Exercise goal
Counting only the lines below that contain the word "When", what is the total? Give it with no other words.

[Records excerpted from a collection]
::::
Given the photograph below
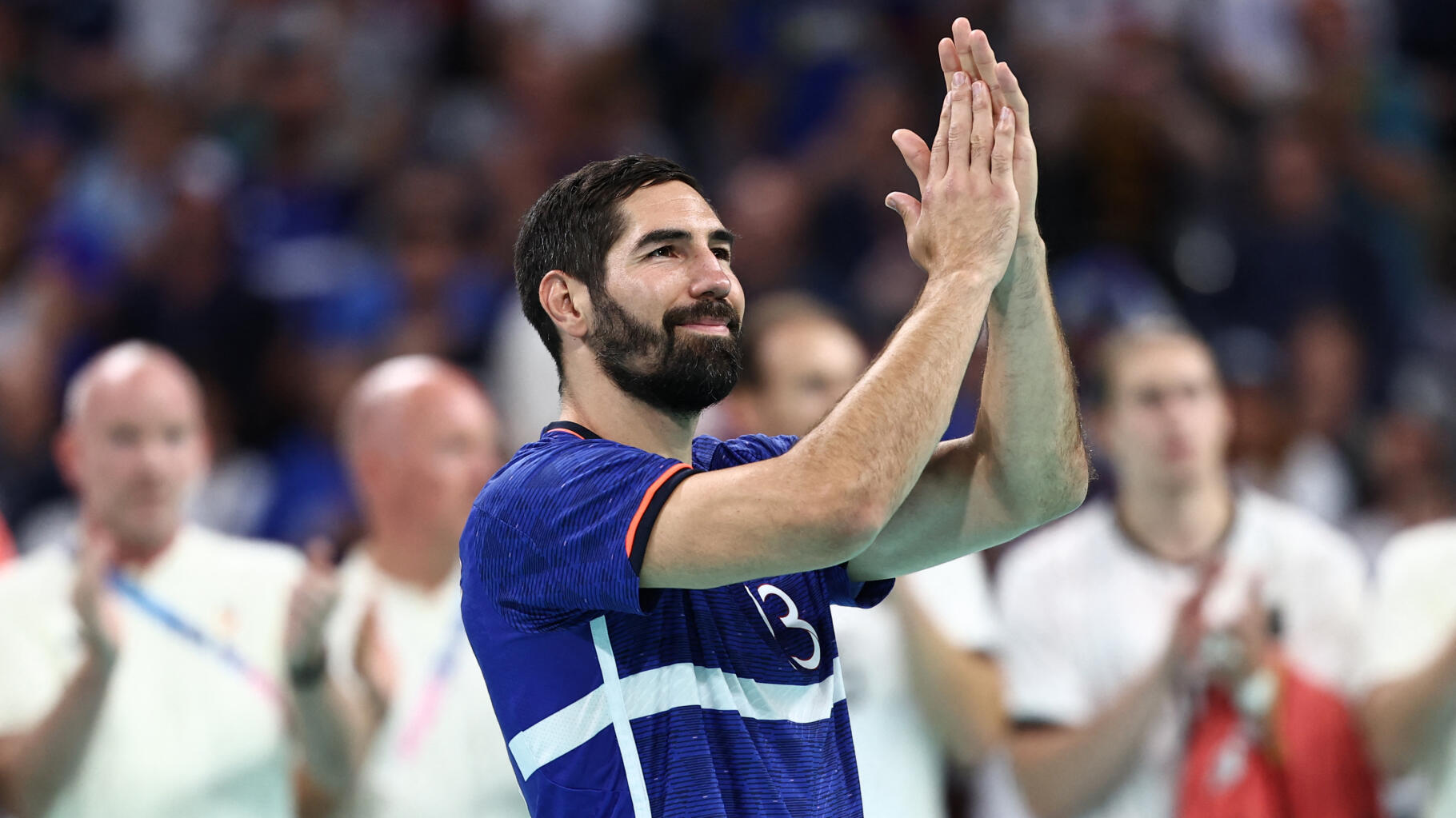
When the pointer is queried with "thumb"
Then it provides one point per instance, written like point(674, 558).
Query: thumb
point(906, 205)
::::
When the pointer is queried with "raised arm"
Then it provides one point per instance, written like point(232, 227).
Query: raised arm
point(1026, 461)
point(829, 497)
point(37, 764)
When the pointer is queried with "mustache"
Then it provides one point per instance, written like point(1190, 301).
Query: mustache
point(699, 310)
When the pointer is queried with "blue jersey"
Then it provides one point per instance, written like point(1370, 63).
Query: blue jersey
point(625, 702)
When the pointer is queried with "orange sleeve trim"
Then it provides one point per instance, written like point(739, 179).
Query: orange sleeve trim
::::
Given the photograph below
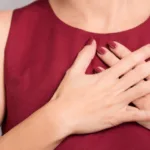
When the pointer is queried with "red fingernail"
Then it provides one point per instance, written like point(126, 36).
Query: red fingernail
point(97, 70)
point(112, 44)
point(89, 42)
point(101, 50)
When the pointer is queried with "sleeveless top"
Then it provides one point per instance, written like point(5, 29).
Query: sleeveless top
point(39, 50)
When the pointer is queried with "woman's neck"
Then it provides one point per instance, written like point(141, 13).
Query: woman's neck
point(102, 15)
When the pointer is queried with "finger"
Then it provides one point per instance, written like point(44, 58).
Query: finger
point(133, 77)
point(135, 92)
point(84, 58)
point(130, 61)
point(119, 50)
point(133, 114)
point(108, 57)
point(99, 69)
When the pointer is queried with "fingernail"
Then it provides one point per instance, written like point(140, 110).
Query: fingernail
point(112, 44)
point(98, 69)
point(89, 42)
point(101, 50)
::::
Task output
10